— START RECORD LIST —
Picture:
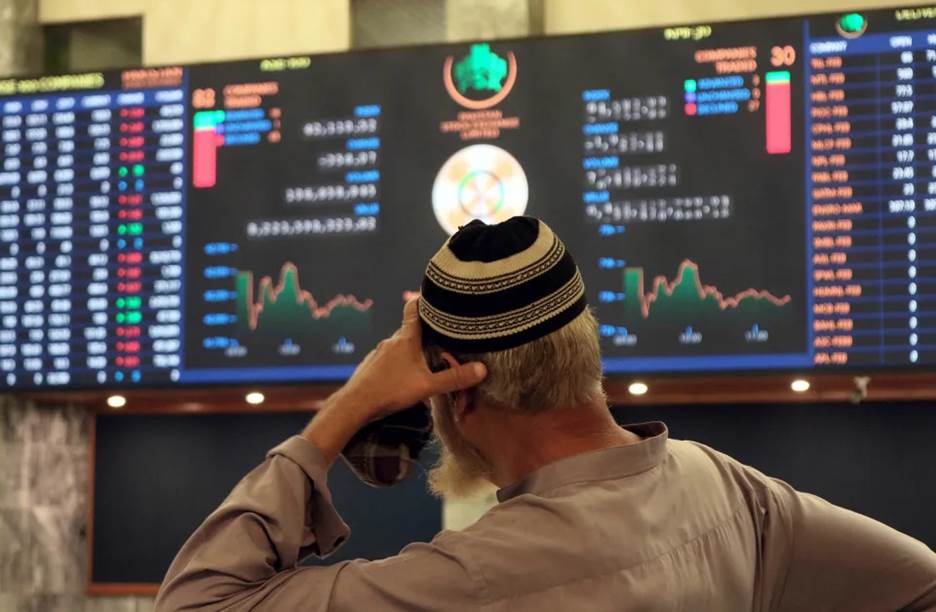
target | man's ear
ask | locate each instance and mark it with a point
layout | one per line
(462, 402)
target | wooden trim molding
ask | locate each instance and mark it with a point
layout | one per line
(759, 388)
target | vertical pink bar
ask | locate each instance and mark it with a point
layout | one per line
(205, 158)
(779, 131)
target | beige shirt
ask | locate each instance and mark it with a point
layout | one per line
(659, 525)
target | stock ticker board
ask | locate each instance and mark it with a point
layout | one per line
(739, 196)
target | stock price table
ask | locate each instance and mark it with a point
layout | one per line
(739, 196)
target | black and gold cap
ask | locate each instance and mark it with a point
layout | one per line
(496, 287)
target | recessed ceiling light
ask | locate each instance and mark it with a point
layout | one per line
(255, 398)
(638, 388)
(800, 385)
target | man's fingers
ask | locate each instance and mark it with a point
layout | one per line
(457, 377)
(411, 313)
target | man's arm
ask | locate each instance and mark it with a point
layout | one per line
(243, 557)
(841, 560)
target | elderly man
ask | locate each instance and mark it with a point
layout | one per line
(592, 516)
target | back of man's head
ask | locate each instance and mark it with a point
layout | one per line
(510, 295)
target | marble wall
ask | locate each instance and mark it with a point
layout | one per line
(43, 501)
(20, 38)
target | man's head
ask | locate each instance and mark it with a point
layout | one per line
(510, 296)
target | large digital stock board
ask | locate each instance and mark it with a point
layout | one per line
(739, 196)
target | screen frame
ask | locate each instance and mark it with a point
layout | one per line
(618, 374)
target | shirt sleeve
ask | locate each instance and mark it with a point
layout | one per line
(841, 560)
(244, 556)
(813, 555)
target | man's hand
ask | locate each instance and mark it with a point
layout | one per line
(392, 377)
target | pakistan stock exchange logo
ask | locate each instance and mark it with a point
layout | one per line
(482, 78)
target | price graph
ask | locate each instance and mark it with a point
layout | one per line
(687, 294)
(285, 307)
(682, 314)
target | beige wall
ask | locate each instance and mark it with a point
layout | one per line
(568, 16)
(176, 31)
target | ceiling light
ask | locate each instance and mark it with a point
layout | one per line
(255, 398)
(638, 388)
(800, 385)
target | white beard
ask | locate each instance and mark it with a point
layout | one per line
(461, 470)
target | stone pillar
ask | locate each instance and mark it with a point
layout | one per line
(20, 38)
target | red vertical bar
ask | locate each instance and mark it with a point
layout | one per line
(779, 130)
(205, 158)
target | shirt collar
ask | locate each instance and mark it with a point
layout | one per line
(602, 464)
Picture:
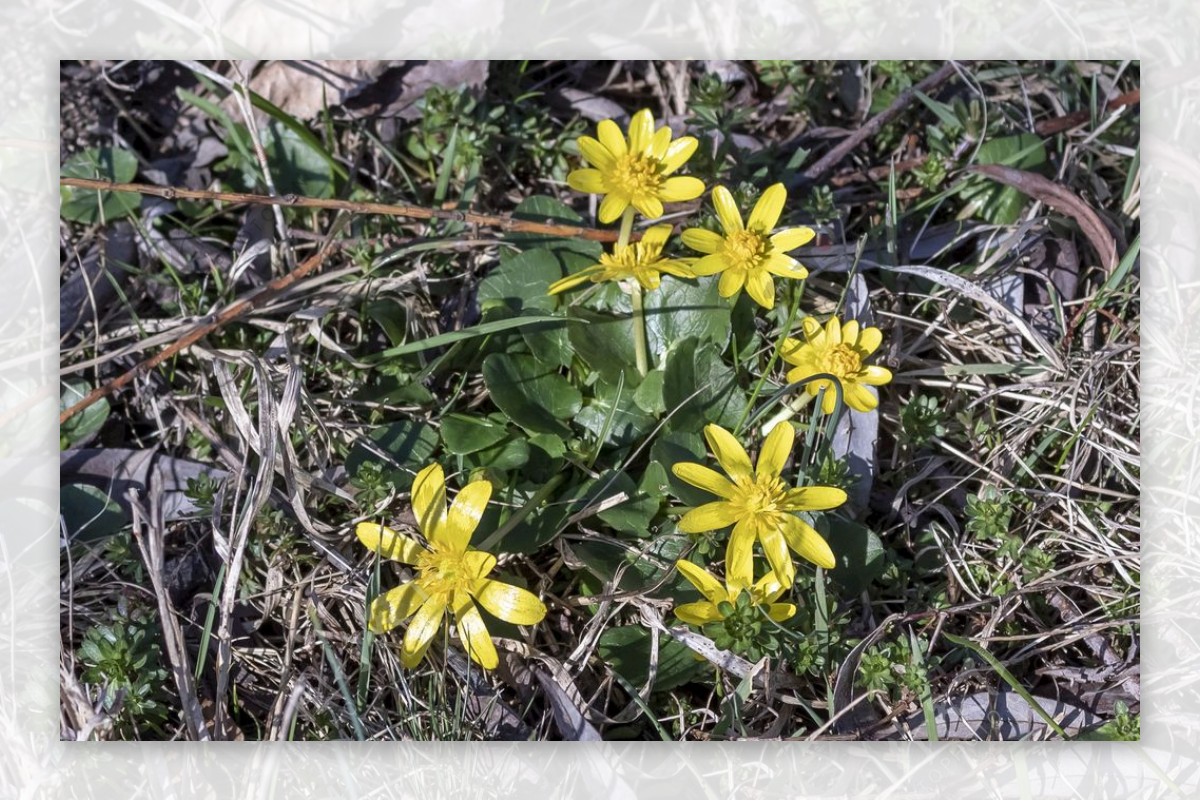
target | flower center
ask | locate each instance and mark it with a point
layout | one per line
(443, 572)
(841, 360)
(631, 260)
(744, 250)
(635, 175)
(759, 495)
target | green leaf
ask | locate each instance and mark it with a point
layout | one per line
(450, 337)
(84, 423)
(677, 446)
(509, 455)
(627, 650)
(89, 513)
(631, 516)
(655, 481)
(402, 450)
(297, 167)
(551, 444)
(605, 342)
(391, 315)
(687, 308)
(541, 209)
(520, 283)
(628, 421)
(91, 205)
(531, 395)
(466, 433)
(859, 553)
(1000, 204)
(700, 387)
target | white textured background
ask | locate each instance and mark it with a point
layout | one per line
(34, 34)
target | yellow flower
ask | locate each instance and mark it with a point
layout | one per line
(841, 350)
(635, 172)
(759, 505)
(641, 260)
(449, 574)
(748, 256)
(762, 594)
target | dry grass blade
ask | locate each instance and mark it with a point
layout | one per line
(1059, 198)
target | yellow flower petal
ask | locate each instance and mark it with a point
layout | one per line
(697, 613)
(729, 452)
(479, 562)
(785, 266)
(775, 450)
(587, 180)
(780, 612)
(597, 154)
(761, 288)
(468, 506)
(473, 632)
(657, 236)
(709, 265)
(702, 240)
(388, 543)
(850, 332)
(858, 397)
(681, 187)
(791, 239)
(815, 499)
(829, 401)
(833, 331)
(813, 331)
(702, 580)
(421, 628)
(510, 603)
(774, 546)
(660, 142)
(768, 588)
(804, 540)
(768, 209)
(612, 206)
(573, 281)
(739, 553)
(709, 517)
(612, 138)
(875, 375)
(430, 500)
(697, 475)
(390, 608)
(726, 210)
(641, 130)
(869, 339)
(678, 152)
(648, 205)
(731, 282)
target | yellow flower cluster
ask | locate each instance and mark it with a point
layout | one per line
(636, 174)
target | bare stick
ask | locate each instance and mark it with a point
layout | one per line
(239, 307)
(391, 210)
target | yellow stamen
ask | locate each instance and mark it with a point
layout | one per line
(635, 175)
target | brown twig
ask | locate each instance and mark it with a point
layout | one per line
(873, 126)
(391, 210)
(235, 309)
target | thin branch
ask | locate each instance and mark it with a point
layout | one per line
(873, 126)
(238, 308)
(391, 210)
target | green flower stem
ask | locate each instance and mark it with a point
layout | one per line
(790, 410)
(635, 299)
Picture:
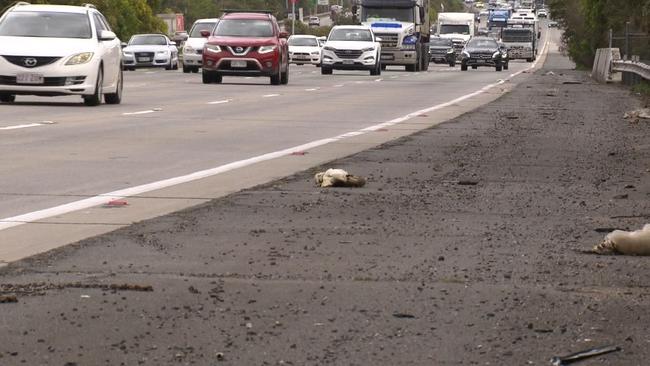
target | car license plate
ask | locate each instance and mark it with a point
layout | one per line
(29, 78)
(238, 63)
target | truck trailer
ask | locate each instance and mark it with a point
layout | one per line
(404, 29)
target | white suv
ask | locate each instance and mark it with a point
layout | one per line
(51, 50)
(351, 47)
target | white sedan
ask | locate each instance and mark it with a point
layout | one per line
(304, 49)
(351, 47)
(150, 50)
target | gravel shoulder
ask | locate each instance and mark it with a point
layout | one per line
(412, 269)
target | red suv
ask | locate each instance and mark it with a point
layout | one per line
(246, 44)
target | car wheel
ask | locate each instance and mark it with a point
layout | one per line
(116, 98)
(7, 98)
(96, 98)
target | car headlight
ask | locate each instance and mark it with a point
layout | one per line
(80, 58)
(410, 40)
(267, 49)
(212, 48)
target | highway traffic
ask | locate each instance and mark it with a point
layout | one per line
(57, 153)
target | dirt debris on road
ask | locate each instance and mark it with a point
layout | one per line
(415, 268)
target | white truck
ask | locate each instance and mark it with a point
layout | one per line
(457, 26)
(521, 36)
(404, 29)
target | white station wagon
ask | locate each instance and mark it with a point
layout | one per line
(51, 50)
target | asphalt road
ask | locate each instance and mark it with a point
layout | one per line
(56, 151)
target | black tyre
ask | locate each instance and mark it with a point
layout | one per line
(7, 98)
(116, 98)
(96, 98)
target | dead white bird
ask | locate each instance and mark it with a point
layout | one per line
(643, 113)
(626, 242)
(338, 178)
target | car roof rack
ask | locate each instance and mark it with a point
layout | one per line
(227, 11)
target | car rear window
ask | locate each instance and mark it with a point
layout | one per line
(46, 24)
(199, 27)
(303, 41)
(244, 28)
(148, 40)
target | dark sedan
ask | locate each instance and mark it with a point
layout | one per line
(441, 51)
(482, 51)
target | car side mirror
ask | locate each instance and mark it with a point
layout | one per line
(106, 35)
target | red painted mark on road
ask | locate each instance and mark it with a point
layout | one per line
(116, 203)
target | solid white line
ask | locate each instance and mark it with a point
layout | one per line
(28, 125)
(140, 112)
(221, 101)
(16, 127)
(133, 191)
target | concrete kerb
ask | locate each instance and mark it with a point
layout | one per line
(49, 233)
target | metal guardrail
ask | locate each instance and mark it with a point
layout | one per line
(635, 67)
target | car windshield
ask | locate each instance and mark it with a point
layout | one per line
(343, 34)
(300, 41)
(196, 30)
(395, 14)
(46, 24)
(454, 28)
(441, 43)
(482, 43)
(244, 28)
(148, 40)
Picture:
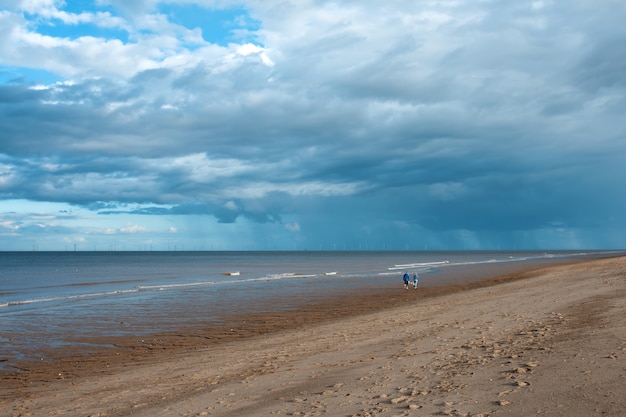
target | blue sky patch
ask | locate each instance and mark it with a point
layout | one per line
(26, 76)
(218, 26)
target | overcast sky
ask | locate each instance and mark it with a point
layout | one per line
(308, 124)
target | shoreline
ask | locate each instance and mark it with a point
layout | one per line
(71, 369)
(123, 351)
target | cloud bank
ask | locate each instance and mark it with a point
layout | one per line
(308, 124)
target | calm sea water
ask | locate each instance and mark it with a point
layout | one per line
(52, 299)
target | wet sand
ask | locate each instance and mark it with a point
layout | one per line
(548, 341)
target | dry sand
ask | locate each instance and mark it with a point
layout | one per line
(546, 342)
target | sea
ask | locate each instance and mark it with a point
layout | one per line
(59, 299)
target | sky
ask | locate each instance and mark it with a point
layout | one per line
(312, 125)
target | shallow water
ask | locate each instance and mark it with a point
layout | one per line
(64, 298)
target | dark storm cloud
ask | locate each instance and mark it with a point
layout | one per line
(484, 118)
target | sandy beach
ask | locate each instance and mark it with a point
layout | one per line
(549, 341)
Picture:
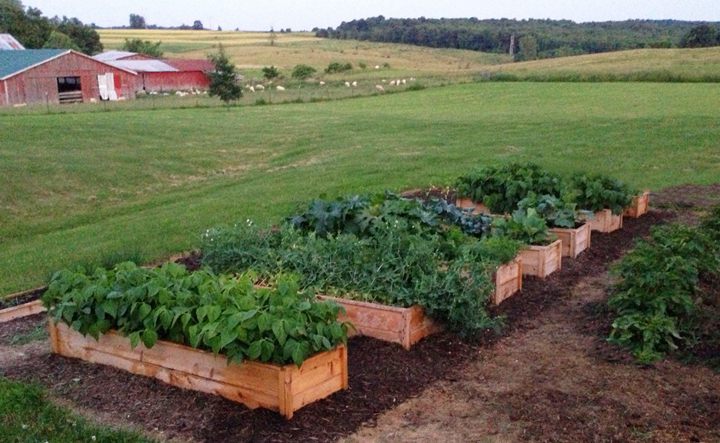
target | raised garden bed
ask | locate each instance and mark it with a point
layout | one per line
(639, 207)
(478, 208)
(605, 221)
(282, 388)
(541, 261)
(404, 326)
(20, 311)
(574, 241)
(508, 280)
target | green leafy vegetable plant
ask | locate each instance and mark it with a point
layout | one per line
(598, 192)
(226, 315)
(502, 188)
(524, 226)
(655, 300)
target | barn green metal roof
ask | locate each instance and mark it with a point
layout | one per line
(12, 62)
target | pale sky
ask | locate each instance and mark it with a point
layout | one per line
(305, 14)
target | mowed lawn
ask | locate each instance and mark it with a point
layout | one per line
(78, 187)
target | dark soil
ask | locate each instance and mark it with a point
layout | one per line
(23, 298)
(381, 375)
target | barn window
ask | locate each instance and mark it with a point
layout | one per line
(69, 89)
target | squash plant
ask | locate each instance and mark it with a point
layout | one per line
(223, 314)
(502, 188)
(524, 226)
(598, 192)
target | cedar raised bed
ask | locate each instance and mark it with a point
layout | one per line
(404, 326)
(541, 261)
(478, 208)
(508, 280)
(575, 241)
(605, 221)
(639, 207)
(284, 388)
(20, 311)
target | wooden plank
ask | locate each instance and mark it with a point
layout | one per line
(20, 311)
(253, 384)
(404, 326)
— END RECORD LIST —
◆ EXERCISE PROMPT
In the listing above, find the line containing "target | pale sky", then reproduce it and each line after it through the end, exactly and with nothing added.

◆ RESPONSE TO THE EXERCISE
target | pale sky
ask | locate each instance and mark it with a point
layout | one per line
(305, 14)
target | mowed lawn
ask | locate each instance and mark it with a point
layout | one per line
(78, 187)
target | dark soil
ask | locate each instance and mark it with a point
layout | one per line
(23, 298)
(381, 375)
target | barn window
ask | locate each instance and mark it with a point
layout | one per line
(69, 89)
target | squash plant
ask | locate each instance and mark it with a point
layout | one per line
(223, 314)
(502, 188)
(524, 226)
(598, 192)
target | cedar raised bed
ask | locate each instance and mark it with a point
layout | one per line
(404, 326)
(541, 261)
(478, 208)
(508, 280)
(575, 241)
(605, 221)
(639, 207)
(284, 388)
(20, 311)
target | wooden plank
ask | locate each instance and mark it with a point
layout | one per line
(20, 311)
(253, 384)
(404, 326)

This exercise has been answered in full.